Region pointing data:
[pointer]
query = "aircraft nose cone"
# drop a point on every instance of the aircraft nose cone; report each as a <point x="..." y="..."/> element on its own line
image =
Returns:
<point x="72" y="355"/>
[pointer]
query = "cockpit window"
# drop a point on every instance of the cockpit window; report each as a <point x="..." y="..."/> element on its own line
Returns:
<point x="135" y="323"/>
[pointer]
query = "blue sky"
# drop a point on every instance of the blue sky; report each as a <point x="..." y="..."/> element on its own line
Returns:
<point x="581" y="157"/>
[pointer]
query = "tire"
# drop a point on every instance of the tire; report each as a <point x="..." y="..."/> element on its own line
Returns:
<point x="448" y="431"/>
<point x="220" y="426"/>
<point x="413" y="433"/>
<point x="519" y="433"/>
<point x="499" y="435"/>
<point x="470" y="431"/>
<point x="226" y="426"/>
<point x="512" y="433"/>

## EXERCISE GOAL
Your task is to output the full set of records exactly as presented.

## THE COMPLETED TASK
[pointer]
query = "aircraft nose cone"
# drop a point on every instance of the aircraft nose cone; report each as a <point x="..." y="..."/> element on its own line
image =
Returns:
<point x="72" y="355"/>
[pointer]
query = "cockpit window"
# drop a point on every instance of the cockpit window; report each as a <point x="..." y="..."/> element on its own line
Returns:
<point x="135" y="323"/>
[pointer]
query = "blue sky"
# drop a point on every instance of the blue sky; report each as a <point x="..." y="..."/> element on its own line
Returns:
<point x="581" y="157"/>
[pointer]
query = "tire"
# drop a point on every instance of the tire; report each as a <point x="..." y="..."/> element on its own line
Returns:
<point x="448" y="431"/>
<point x="220" y="426"/>
<point x="413" y="433"/>
<point x="519" y="433"/>
<point x="499" y="435"/>
<point x="470" y="431"/>
<point x="226" y="426"/>
<point x="512" y="433"/>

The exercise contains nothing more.